What the task requires
Please revise the field-level encryption text from "Design goals and" to "as a whole.", swapping "benchmarks" for "test suites".

Document text
Field-level encryption enables scale by segmenting access
Now that we understand the sysadmin problem, we can look at how field-level encryption mitigates it. With FLE, the application encrypts data before ever sending it to the database—and the database stores it exactly as-is. Similarly, when encrypted data is queried, it’s retrieved and sent back to the application still encrypted—decryption never happens at the server level, and in fact, the server doesn’t have access to the keys necessary to decrypt it.
With data securely encrypted before ever hitting the database—and never being decrypted until it comes back from the database—the sysadmin problem is largely solved, whether discussing sysadmins or DBAs. A system administrator with local root access can stop, start, and upgrade services without ever getting access to the data—and a database administrator can view and replay running queries without seeing the private contents, either.
To be fair, we’ve only kicked this particular can a little further down the road. Sysadmins and developers with access to the production application server can still see data they shouldn’t—the application itself must handle the raw data, after all.
The segmentation is still meaningful, however, since it enables the use of automatically provisioned and third-party-monitored services like MongoDB’s Atlas. Without field-level encryption, HIPAA would have a field day with any vendor who tried to store protected health information in a third-party-managed cloud service.
With FLE, however, the database side of the application can be considered non-confidential. This in turn enables the vendor who is responsible for the data to leverage the concentrated, high-level expertise of a database as a service provider. The vendor also reduces the scope of systems and equipment subject to expensive HIPAA (or other regulatory statutes) physical and network security rules.
Design goals and methods
There are at least two questions that should always be asked about encryption—how much does it impact performance, and more importantly, is it really secure? MongoDB’s performance goal for FLE was a latency impact of 10 percent or less. In internal testing using standard industry database benchmarks, net impact on high-volume, read-intensive workloads was five to 10 percent.
Equally important, applications that didn’t use encrypted fields didn’t take a hit. Applications that only encrypt sensitive data—for example, encrypting Social Security numbers while leaving names in cleartext—in turn see less impact than those that encrypt entire documents as a whole.

[Extracted data entries]
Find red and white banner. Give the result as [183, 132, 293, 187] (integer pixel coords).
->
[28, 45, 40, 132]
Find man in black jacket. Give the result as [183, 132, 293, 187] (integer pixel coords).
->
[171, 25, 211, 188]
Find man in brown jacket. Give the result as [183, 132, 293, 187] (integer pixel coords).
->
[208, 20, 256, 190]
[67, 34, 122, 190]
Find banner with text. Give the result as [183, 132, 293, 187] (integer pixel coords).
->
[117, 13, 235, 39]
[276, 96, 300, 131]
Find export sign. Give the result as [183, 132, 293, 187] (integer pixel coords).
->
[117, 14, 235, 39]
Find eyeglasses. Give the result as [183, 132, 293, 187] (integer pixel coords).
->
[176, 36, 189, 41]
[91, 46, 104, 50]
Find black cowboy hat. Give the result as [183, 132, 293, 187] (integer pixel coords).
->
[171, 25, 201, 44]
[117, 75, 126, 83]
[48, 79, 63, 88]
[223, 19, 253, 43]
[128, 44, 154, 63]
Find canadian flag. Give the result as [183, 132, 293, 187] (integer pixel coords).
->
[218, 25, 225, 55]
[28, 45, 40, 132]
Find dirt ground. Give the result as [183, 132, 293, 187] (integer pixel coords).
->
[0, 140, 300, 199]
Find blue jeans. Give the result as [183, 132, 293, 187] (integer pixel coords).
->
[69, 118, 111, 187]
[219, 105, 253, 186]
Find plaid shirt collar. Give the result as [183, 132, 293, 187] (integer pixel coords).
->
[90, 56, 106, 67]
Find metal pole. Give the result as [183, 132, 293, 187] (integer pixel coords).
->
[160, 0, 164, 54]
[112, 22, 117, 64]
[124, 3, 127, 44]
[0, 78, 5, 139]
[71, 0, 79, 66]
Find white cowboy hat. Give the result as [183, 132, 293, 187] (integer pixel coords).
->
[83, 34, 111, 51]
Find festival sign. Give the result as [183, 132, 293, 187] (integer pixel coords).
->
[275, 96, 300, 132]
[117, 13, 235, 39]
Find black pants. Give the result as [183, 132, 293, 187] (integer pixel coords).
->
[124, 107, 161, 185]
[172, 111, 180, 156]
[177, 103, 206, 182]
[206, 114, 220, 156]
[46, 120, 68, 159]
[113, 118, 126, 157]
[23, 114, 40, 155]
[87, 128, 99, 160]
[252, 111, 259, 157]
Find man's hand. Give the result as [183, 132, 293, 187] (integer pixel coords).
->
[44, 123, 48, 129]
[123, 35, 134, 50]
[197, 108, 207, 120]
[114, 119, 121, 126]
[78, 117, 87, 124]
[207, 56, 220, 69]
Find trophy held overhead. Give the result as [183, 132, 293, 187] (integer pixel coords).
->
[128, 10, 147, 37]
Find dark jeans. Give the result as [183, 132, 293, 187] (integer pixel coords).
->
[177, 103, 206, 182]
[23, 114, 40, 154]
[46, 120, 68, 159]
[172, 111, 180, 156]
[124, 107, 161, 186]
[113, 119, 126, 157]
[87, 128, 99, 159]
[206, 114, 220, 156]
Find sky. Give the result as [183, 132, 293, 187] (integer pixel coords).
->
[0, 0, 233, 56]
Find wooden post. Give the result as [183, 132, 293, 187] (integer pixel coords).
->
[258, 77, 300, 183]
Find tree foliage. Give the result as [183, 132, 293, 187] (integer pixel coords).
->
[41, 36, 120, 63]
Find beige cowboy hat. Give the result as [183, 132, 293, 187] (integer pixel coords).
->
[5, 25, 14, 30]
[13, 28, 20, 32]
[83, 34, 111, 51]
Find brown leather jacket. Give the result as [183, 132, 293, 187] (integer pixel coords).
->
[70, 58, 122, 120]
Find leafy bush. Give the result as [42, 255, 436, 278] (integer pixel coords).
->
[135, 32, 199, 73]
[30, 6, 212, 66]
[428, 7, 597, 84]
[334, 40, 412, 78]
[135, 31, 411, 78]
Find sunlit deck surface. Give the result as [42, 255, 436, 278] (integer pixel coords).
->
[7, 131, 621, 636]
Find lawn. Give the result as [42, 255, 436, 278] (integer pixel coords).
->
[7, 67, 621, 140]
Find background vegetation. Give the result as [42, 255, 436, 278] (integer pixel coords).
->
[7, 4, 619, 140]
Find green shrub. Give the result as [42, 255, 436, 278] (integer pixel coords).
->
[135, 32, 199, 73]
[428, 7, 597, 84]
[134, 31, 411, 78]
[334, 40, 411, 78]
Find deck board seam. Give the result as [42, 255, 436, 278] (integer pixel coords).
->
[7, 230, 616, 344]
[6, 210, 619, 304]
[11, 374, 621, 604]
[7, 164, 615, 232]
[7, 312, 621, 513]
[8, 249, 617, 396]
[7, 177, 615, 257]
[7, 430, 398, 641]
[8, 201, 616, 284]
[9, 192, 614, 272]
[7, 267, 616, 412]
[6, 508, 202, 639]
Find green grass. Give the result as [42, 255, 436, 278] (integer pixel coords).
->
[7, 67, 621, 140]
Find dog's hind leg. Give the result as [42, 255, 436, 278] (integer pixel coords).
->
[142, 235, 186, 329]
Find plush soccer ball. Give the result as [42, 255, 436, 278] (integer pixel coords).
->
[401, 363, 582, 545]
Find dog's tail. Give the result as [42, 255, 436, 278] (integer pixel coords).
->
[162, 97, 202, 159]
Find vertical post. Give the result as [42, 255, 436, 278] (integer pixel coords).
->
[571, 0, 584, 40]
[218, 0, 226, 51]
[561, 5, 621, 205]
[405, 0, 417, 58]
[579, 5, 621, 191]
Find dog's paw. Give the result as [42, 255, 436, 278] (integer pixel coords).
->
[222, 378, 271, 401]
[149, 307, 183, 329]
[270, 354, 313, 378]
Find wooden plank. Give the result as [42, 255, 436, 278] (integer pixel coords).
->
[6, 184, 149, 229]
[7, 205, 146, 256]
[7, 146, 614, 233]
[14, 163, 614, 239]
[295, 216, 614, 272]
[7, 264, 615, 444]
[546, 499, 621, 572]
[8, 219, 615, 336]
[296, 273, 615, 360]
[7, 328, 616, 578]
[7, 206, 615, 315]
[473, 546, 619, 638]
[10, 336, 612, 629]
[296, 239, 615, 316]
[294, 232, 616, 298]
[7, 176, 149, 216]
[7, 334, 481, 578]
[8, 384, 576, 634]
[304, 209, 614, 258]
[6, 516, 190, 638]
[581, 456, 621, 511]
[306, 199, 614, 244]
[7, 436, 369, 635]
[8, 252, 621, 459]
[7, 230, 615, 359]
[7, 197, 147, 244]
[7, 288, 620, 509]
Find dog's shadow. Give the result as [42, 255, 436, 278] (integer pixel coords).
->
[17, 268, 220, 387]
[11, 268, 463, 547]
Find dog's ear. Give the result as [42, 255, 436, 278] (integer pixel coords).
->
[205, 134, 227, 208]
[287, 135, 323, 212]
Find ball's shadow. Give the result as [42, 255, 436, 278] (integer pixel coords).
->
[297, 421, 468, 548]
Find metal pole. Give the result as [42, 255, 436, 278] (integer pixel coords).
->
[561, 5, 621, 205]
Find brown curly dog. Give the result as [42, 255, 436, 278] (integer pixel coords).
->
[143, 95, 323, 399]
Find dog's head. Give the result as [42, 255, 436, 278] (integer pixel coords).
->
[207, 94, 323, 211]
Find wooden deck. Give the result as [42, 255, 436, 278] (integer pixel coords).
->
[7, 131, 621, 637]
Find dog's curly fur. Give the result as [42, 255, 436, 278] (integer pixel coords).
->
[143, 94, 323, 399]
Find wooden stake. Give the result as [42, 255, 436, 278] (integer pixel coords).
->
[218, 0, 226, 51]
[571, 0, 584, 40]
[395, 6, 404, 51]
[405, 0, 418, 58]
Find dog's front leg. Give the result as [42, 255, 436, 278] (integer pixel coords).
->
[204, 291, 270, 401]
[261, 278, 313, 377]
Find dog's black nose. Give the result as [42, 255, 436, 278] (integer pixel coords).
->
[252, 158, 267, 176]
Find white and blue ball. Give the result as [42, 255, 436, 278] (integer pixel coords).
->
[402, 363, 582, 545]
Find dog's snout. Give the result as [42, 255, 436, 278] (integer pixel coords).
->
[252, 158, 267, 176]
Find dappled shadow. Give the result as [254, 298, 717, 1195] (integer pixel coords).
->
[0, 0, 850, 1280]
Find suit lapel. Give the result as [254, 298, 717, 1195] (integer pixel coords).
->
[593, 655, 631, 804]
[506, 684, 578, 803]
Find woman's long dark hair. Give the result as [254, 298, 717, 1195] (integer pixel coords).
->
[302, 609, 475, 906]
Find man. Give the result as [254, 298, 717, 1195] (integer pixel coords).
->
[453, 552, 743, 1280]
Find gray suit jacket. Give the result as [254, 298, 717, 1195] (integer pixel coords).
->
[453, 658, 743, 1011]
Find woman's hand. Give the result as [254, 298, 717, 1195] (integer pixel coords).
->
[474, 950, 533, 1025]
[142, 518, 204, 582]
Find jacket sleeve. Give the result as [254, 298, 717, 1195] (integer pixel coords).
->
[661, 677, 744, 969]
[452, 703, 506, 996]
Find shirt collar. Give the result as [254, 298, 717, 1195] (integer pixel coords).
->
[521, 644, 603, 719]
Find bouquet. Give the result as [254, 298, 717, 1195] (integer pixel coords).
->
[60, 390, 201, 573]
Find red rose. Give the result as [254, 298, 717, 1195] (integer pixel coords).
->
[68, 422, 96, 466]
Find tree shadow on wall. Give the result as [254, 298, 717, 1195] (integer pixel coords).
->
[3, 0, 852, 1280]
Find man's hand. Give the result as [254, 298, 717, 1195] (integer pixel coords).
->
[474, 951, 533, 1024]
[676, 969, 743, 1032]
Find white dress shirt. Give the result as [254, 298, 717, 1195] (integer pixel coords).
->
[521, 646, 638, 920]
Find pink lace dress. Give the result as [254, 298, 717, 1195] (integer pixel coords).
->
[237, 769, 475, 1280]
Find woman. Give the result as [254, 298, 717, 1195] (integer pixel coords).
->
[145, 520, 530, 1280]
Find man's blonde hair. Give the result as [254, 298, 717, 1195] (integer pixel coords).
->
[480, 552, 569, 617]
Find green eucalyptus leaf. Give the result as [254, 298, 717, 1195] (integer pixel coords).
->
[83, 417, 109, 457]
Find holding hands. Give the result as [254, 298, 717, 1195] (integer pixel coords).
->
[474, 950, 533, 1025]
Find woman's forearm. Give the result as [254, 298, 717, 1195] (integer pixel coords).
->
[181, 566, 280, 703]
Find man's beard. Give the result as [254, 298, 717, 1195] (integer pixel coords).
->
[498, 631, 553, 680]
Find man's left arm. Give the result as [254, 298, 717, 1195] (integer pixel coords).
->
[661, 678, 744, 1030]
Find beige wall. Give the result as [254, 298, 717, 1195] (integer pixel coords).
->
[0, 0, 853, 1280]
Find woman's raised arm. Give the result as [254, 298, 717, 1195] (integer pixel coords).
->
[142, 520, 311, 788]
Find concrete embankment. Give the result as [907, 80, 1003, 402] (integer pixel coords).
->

Solution
Design goals and methods
There are at least two questions that should always be asked about encryption—how much does it impact performance, and more importantly, is it really secure? MongoDB’s performance goal for FLE was a latency impact of 10 percent or less. In internal testing using standard industry database test suites, net impact on high-volume, read-intensive workloads was five to 10 percent.
Equally important, applications that didn’t use encrypted fields didn’t take a hit. Applications that only encrypt sensitive data—for example, encrypting Social Security numbers while leaving names in cleartext—in turn see less impact than those that encrypt entire documents as a whole.